WHAT YOU HAVE TO DO: Please reproduce every record exactly as written, leaving out the pictures.

EXERCISE DATA:
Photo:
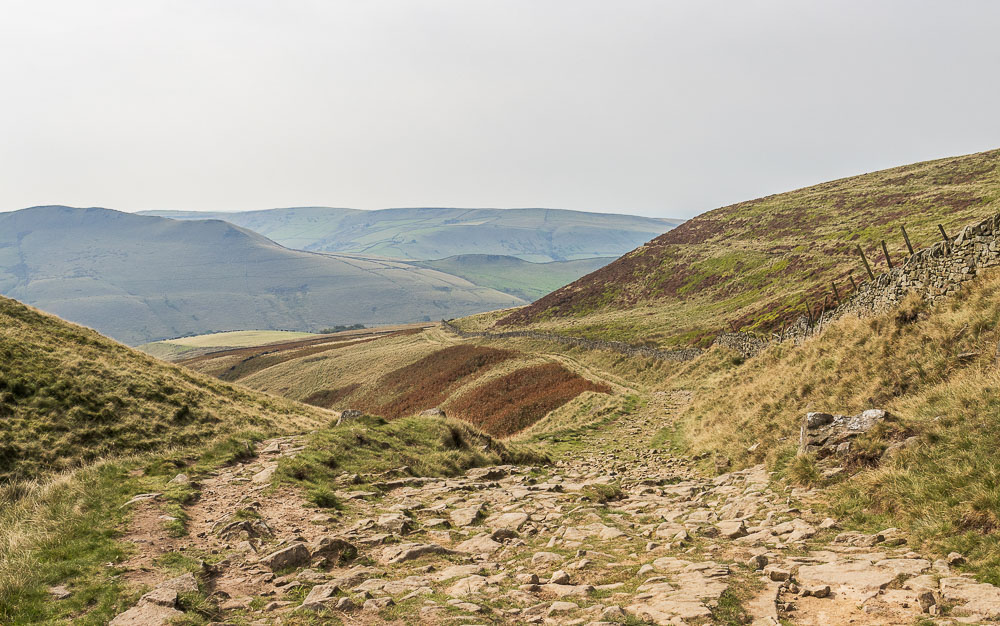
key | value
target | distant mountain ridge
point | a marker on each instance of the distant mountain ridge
(537, 235)
(142, 278)
(758, 265)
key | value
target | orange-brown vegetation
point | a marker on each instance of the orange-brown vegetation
(328, 398)
(426, 383)
(513, 402)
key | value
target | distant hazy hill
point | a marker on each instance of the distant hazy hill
(757, 264)
(526, 280)
(538, 235)
(142, 278)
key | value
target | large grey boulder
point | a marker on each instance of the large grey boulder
(824, 434)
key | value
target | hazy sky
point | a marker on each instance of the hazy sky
(659, 107)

EXERCISE RESULT:
Photo:
key | value
target | distant mountain ridge
point | a marker on each instance of the distant mountain ridge
(537, 235)
(142, 278)
(758, 265)
key | value
target | orange-brown vegetation
point | a marker on each instance of the orange-brown vegetation
(328, 398)
(426, 383)
(513, 402)
key | value
target | distant hazy hill
point | a marker on each instance of the distant hazy hill
(757, 264)
(526, 280)
(538, 235)
(142, 278)
key | value
target | large grey boulder
point | a marker on each instance of the large grey boulder
(824, 434)
key | value
target | hazy sky
point | a marker on each instance of the hazy sky
(659, 107)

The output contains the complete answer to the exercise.